| STATED PROBLEM A |
According to the cache management page, what is the default value of the CACHE_HOME environment variable?

** Begin TEXT SHOWN **

Cache Management#

This document describes DataJuicer’s cache management system, including HuggingFace dataset caching, cache directory configuration, cache compression, and temporary storage.

Overview#

DataJuicer provides a caching mechanism based on HuggingFace Datasets to avoid redundant computation. When enabled, each operator generates cache files with a unique fingerprint based on:

  • The fingerprint of the input data

  • The operator name and parameters

  • The hash of the processing function

That is: same input + same operator configuration = same fingerprint = cache hit. Therefore, re-running the same pipeline on the same data will skip already-computed steps. For more details, please refer to our paper: Data-Juicer: A One-Stop Data Processing System for Large Language Models.

The cache system also provides:

  • Configurable cache directories via environment variables or config options

  • Cache compression to reduce disk usage for large-scale datasets

  • Temporary storage for intermediate files in non-cache mode

  • Fine-grained cache control via context managers and decorators

Configuration#

Basic Cache Settings#

use_cache: true           # Enable/disable HuggingFace dataset caching
ds_cache_dir: null         # Custom cache directory (overrides HF_DATASETS_CACHE)
cache_compress: null       # Compression method: 'gzip', 'zstd', 'lz4', or null
temp_dir: null             # Temp directory for intermediate files when cache is disabled

Command Line#

# Enable caching (default)
dj-process --config config.yaml --use_cache true

# Disable caching
dj-process --config config.yaml --use_cache false

# Enable cache compression
dj-process --config config.yaml --cache_compress zstd

# Custom cache directory
dj-process --config config.yaml --ds_cache_dir /fast-storage/dj-cache

Cache Directory Structure#

DataJuicer organizes cache files in a hierarchical directory structure controlled by environment variables:

~/.cache/                              # CACHE_HOME (default)
└── data_juicer/                       # DATA_JUICER_CACHE_HOME
    ├── assets/                        # DATA_JUICER_ASSETS_CACHE
    │   └── (extracted frames, stopwords, flagged words, etc.)
    └── models/                        # DATA_JUICER_MODELS_CACHE
        └── (downloaded model files)

Environment Variables#

Variable

Default

Description

CACHE_HOME

~/.cache

Root cache directory

DATA_JUICER_CACHE_HOME

$CACHE_HOME/data_juicer

DataJuicer cache root

DATA_JUICER_ASSETS_CACHE

$DATA_JUICER_CACHE_HOME/assets

Assets cache (frames, word lists, etc.)

** End TEXT SHOWN **
** Begin EXCERPTED DATA **

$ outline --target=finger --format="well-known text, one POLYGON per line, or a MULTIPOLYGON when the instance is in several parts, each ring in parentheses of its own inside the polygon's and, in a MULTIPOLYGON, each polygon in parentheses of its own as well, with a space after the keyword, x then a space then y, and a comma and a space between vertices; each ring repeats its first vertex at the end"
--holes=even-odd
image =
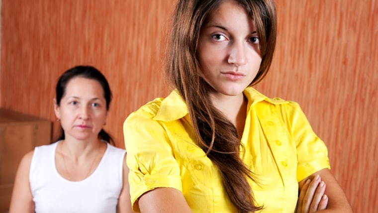
POLYGON ((306 182, 304 183, 304 184, 303 184, 303 186, 302 186, 302 189, 299 192, 299 196, 298 198, 298 202, 296 204, 296 212, 297 213, 301 212, 303 199, 304 198, 304 196, 306 194, 307 189, 308 188, 308 185, 310 184, 310 182, 311 182, 311 180, 307 179, 307 180, 306 181, 306 182))
POLYGON ((310 213, 314 213, 318 211, 319 203, 322 200, 324 192, 325 192, 325 183, 324 181, 321 181, 318 185, 312 198, 312 201, 310 206, 310 213))
POLYGON ((320 181, 320 177, 319 175, 316 175, 312 179, 311 183, 308 186, 308 188, 306 191, 306 194, 303 198, 303 204, 302 204, 302 212, 308 213, 310 211, 310 206, 312 202, 312 199, 314 197, 315 191, 319 185, 320 181))
POLYGON ((318 211, 324 210, 327 208, 327 205, 328 205, 328 197, 326 195, 323 195, 320 202, 319 202, 319 207, 318 211))

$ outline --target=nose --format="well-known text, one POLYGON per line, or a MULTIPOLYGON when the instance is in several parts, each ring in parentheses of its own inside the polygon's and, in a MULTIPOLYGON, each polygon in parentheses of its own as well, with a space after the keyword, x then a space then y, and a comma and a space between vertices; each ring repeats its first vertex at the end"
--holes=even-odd
POLYGON ((244 65, 246 63, 246 47, 242 42, 234 42, 230 46, 231 50, 227 62, 229 64, 234 64, 237 67, 244 65))
POLYGON ((82 106, 81 107, 79 117, 83 120, 87 120, 89 118, 89 109, 88 107, 82 106))

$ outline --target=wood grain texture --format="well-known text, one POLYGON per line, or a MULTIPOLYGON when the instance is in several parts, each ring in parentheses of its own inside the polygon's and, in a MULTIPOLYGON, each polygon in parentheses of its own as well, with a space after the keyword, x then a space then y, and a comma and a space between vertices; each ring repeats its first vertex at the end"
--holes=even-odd
MULTIPOLYGON (((175 0, 2 0, 0 106, 55 121, 58 77, 101 70, 114 99, 105 129, 167 92, 161 59, 175 0)), ((299 103, 326 143, 356 213, 378 209, 378 2, 277 0, 272 69, 257 86, 299 103)), ((54 135, 57 123, 54 123, 54 135)))

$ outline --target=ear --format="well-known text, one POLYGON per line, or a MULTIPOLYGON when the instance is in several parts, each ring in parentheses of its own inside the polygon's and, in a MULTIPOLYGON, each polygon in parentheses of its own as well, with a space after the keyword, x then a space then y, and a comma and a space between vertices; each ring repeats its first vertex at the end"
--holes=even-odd
POLYGON ((105 116, 105 121, 103 122, 103 125, 106 125, 106 120, 107 119, 107 110, 106 110, 106 114, 105 116))
POLYGON ((54 102, 54 112, 55 112, 55 116, 57 118, 60 119, 60 107, 56 102, 56 99, 54 99, 53 102, 54 102))

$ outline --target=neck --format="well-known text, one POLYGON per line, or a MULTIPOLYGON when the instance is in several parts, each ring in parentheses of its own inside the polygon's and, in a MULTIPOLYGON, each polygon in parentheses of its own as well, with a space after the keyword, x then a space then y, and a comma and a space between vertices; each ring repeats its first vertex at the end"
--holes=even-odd
POLYGON ((97 153, 102 142, 97 138, 91 141, 79 140, 69 136, 60 143, 62 150, 66 155, 77 159, 97 153))

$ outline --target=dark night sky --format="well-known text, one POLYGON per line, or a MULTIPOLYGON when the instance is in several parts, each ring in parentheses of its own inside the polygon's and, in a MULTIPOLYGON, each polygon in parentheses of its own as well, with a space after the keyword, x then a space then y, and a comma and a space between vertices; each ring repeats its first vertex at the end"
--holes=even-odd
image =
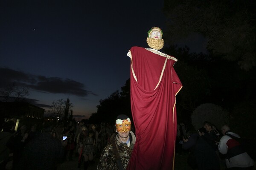
MULTIPOLYGON (((0 86, 27 86, 38 105, 68 96, 75 118, 89 118, 100 99, 124 85, 130 76, 126 54, 133 46, 148 48, 152 27, 161 28, 164 39, 163 0, 0 4, 0 86)), ((201 39, 192 39, 194 46, 179 43, 200 52, 201 39)))

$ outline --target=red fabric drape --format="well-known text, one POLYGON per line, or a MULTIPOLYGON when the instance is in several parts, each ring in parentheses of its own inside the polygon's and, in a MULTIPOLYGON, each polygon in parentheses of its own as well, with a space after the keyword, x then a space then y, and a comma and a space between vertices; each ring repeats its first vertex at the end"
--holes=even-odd
POLYGON ((170 170, 173 167, 177 133, 175 95, 182 86, 168 59, 133 47, 131 69, 131 110, 136 133, 127 170, 170 170), (133 68, 138 82, 131 71, 133 68))

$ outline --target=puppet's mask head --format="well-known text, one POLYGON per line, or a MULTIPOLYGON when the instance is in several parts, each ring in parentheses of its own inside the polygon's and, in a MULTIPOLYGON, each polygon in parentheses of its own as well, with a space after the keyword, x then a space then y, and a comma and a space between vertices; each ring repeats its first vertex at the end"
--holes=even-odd
POLYGON ((130 118, 124 114, 121 114, 117 116, 116 120, 116 131, 126 133, 131 130, 131 122, 130 118))
POLYGON ((148 31, 147 43, 150 48, 160 50, 163 47, 163 40, 162 39, 163 31, 159 27, 153 27, 148 31))

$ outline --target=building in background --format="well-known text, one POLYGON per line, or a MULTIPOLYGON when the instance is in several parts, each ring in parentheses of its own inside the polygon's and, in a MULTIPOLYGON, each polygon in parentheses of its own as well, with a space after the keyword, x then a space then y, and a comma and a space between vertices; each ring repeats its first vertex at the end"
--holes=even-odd
POLYGON ((15 130, 23 125, 41 125, 44 109, 26 102, 0 102, 1 123, 12 120, 15 123, 15 130))

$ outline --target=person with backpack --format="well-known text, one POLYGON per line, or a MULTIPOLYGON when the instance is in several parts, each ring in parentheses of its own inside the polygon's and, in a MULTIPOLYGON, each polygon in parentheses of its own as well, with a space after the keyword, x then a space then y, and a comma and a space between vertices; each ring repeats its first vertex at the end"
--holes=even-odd
POLYGON ((131 125, 127 116, 117 116, 115 125, 117 134, 103 149, 97 170, 126 170, 136 140, 131 130, 131 125))
POLYGON ((231 131, 230 127, 226 125, 221 128, 221 133, 224 136, 220 140, 218 149, 220 153, 225 156, 228 169, 252 169, 254 161, 238 141, 241 139, 239 136, 231 131))

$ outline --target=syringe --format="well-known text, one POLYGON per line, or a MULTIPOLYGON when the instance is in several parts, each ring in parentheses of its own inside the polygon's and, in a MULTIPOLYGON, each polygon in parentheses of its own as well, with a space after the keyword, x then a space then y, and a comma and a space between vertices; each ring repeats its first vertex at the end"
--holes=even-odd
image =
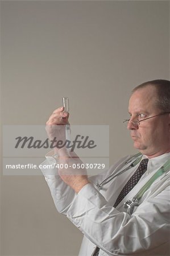
MULTIPOLYGON (((69 109, 68 97, 64 97, 63 98, 63 105, 64 106, 64 112, 69 113, 69 109)), ((71 130, 69 123, 65 125, 65 138, 68 141, 71 141, 71 130)))

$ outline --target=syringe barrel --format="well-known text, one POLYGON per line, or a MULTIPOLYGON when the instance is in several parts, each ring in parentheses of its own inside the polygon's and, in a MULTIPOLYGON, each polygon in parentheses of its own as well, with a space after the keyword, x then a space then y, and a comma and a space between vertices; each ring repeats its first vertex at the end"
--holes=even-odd
POLYGON ((63 104, 64 108, 64 111, 65 112, 69 112, 69 102, 68 102, 68 97, 64 97, 63 98, 63 104))

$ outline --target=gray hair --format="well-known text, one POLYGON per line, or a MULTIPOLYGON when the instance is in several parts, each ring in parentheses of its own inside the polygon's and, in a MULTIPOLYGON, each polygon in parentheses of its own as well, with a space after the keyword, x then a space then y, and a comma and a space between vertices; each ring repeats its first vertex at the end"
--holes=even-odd
POLYGON ((163 112, 170 112, 170 81, 162 79, 148 81, 135 87, 132 92, 149 85, 156 90, 156 106, 163 112))

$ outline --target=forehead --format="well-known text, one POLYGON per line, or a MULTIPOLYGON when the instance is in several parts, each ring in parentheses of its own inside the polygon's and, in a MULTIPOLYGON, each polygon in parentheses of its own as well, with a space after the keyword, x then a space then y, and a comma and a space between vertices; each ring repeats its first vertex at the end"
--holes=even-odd
POLYGON ((156 90, 155 87, 148 85, 134 92, 129 100, 129 111, 153 112, 156 107, 156 90))

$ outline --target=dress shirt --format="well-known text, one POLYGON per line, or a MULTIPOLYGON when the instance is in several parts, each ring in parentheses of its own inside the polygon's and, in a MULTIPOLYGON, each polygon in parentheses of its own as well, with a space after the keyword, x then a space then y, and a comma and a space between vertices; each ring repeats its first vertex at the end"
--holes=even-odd
MULTIPOLYGON (((149 160, 147 171, 116 208, 113 205, 139 163, 106 184, 103 190, 99 191, 96 185, 128 158, 123 158, 107 171, 91 177, 91 183, 77 195, 62 181, 57 170, 49 172, 42 168, 57 210, 84 234, 79 256, 93 255, 96 246, 100 248, 99 256, 169 255, 169 172, 154 181, 131 216, 123 208, 123 203, 132 200, 169 159, 170 153, 149 160)), ((46 159, 42 164, 49 163, 46 159)))

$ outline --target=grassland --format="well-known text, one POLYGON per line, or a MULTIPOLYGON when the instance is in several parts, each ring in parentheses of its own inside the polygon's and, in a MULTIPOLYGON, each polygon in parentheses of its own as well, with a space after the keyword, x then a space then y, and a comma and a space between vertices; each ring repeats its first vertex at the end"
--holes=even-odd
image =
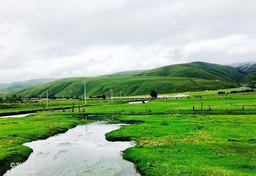
POLYGON ((32 150, 22 144, 65 132, 86 122, 67 113, 30 116, 0 119, 0 175, 10 168, 11 163, 23 162, 28 158, 32 150))
MULTIPOLYGON (((252 175, 256 174, 256 92, 218 94, 234 90, 184 92, 191 98, 158 99, 145 104, 128 104, 127 100, 112 103, 90 100, 85 113, 115 114, 116 119, 132 124, 107 133, 106 137, 136 142, 123 156, 134 162, 143 175, 252 175), (193 111, 193 106, 200 109, 201 102, 203 110, 193 111), (149 168, 148 162, 154 169, 149 168)), ((70 106, 72 103, 51 101, 49 107, 65 104, 70 106)), ((78 101, 75 105, 83 103, 78 101)), ((16 108, 0 112, 34 109, 37 104, 25 108, 14 105, 16 108)), ((74 113, 66 111, 0 118, 0 174, 9 168, 10 162, 28 158, 32 151, 22 143, 45 139, 84 122, 72 116, 79 113, 78 108, 74 113)))
POLYGON ((86 95, 88 96, 105 94, 110 96, 111 89, 114 89, 114 96, 119 96, 120 91, 123 96, 147 95, 151 90, 155 90, 158 94, 180 92, 202 91, 205 90, 237 87, 235 83, 225 80, 206 80, 182 77, 157 76, 97 77, 73 78, 62 79, 34 87, 3 92, 2 95, 46 96, 57 97, 84 96, 84 88, 82 82, 86 80, 86 95))
POLYGON ((157 68, 138 74, 138 76, 179 76, 206 80, 236 82, 244 78, 246 72, 226 65, 195 62, 157 68))
POLYGON ((119 116, 123 126, 106 135, 135 141, 124 158, 143 175, 254 175, 256 116, 119 116), (154 167, 150 169, 147 163, 154 167))

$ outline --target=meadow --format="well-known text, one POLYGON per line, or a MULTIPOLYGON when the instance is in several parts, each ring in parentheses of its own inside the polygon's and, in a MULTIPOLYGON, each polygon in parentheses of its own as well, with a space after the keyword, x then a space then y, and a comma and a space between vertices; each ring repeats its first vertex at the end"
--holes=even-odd
MULTIPOLYGON (((143 175, 255 174, 256 92, 218 94, 234 90, 184 92, 190 98, 156 99, 144 104, 128 104, 126 99, 114 102, 88 100, 82 107, 85 112, 79 112, 76 106, 74 112, 69 109, 66 112, 50 110, 24 118, 1 118, 0 174, 10 168, 11 162, 22 162, 32 152, 22 144, 46 139, 86 122, 73 115, 111 114, 131 125, 106 134, 106 139, 135 141, 137 145, 126 150, 123 156, 134 162, 143 175), (148 162, 154 168, 150 169, 148 162)), ((49 108, 71 107, 72 103, 50 101, 49 108)), ((76 106, 84 104, 74 101, 76 106)), ((0 106, 4 106, 9 108, 1 108, 0 113, 42 107, 32 102, 0 106)))

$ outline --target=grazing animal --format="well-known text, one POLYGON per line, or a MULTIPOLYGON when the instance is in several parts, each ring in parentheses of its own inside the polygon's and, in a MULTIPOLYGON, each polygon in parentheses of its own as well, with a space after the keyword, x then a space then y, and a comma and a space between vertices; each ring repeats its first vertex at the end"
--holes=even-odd
POLYGON ((150 168, 150 169, 154 168, 154 166, 153 166, 152 164, 150 163, 150 162, 148 162, 147 164, 148 164, 148 166, 150 168))

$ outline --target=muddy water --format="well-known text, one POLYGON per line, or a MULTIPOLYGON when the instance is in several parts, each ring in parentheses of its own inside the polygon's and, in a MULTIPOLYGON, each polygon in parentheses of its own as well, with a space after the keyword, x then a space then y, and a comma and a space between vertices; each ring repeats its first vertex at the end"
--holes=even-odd
POLYGON ((121 154, 134 144, 107 141, 105 134, 121 126, 108 123, 97 121, 46 140, 25 143, 33 153, 4 175, 139 175, 133 163, 123 160, 121 154))

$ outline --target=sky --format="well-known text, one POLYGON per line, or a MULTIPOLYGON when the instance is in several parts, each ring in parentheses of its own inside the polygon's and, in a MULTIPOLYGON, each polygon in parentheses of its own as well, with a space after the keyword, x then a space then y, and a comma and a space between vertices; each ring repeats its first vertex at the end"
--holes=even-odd
POLYGON ((255 0, 0 0, 0 83, 256 61, 255 0))

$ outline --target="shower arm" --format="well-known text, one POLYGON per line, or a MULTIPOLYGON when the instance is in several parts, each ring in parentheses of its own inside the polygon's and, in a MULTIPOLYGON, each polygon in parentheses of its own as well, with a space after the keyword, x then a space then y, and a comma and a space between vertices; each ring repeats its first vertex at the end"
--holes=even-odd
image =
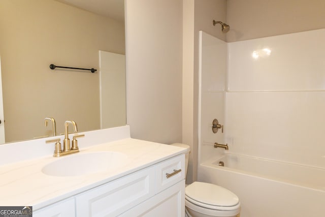
POLYGON ((220 23, 221 25, 223 24, 223 23, 221 21, 216 21, 215 20, 213 20, 213 25, 215 25, 216 23, 220 23))

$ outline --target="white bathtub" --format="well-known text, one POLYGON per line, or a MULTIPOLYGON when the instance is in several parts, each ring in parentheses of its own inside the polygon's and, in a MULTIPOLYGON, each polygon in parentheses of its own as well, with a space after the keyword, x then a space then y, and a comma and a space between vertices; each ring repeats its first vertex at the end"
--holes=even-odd
POLYGON ((198 177, 236 194, 241 217, 325 216, 324 168, 227 153, 199 165, 198 177))

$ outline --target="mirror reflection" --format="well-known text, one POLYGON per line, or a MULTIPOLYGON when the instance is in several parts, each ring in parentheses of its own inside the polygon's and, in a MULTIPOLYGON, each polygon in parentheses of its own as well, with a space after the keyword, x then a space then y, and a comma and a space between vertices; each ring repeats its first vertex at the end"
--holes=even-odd
MULTIPOLYGON (((100 64, 100 51, 125 54, 124 36, 123 21, 56 1, 0 1, 0 130, 5 142, 52 135, 51 125, 45 126, 46 117, 55 118, 58 134, 67 120, 75 121, 79 131, 99 129, 104 122, 105 128, 125 125, 124 65, 124 75, 108 76, 107 84, 101 80, 100 64), (50 64, 98 71, 52 70, 50 64), (110 87, 102 101, 100 84, 110 87), (111 123, 101 114, 110 109, 120 112, 111 123)), ((114 60, 103 61, 102 68, 115 67, 114 60)))

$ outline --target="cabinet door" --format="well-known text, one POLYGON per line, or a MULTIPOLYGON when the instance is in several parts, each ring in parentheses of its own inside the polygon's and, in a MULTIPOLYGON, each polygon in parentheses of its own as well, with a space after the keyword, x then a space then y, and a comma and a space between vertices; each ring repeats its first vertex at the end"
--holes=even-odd
POLYGON ((33 217, 73 217, 75 199, 69 198, 32 212, 33 217))
POLYGON ((154 195, 154 175, 151 167, 77 195, 77 216, 117 216, 154 195))
POLYGON ((120 217, 184 217, 185 180, 119 215, 120 217))

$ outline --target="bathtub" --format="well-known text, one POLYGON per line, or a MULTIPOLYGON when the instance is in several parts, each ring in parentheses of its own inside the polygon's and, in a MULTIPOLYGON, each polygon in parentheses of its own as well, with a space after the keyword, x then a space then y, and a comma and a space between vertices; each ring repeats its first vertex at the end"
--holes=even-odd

** End EXCERPTED DATA **

| STATED PROBLEM B |
Copy every line of the listing that contains the string "bathtub".

| EXERCISE ANSWER A |
~/.cache

| EXERCISE ANSWER B |
$ outline --target="white bathtub" --format="well-known text, one POLYGON per line, or a MULTIPOLYGON when the instance is in several parts, each ring in parentheses of its own inside the polygon's and, in a MULTIPOLYGON, each polygon in parentheses of its own as well, with a space after the keyword, x then a space then y, and a comma and a space between vertices; each ring repeats its first vertex at the end"
$ outline --target="bathtub" --format="well-known text, one POLYGON per line, or a MULTIPOLYGON when the instance is in several parts, each ring in parentheses of its own inside the polygon's and, in a MULTIPOLYGON, each polygon in parentheses of its own as well, with a space after the keyword, x then a space then y, and a comma and a space between vertices; each ring repeats its first vertex at the end"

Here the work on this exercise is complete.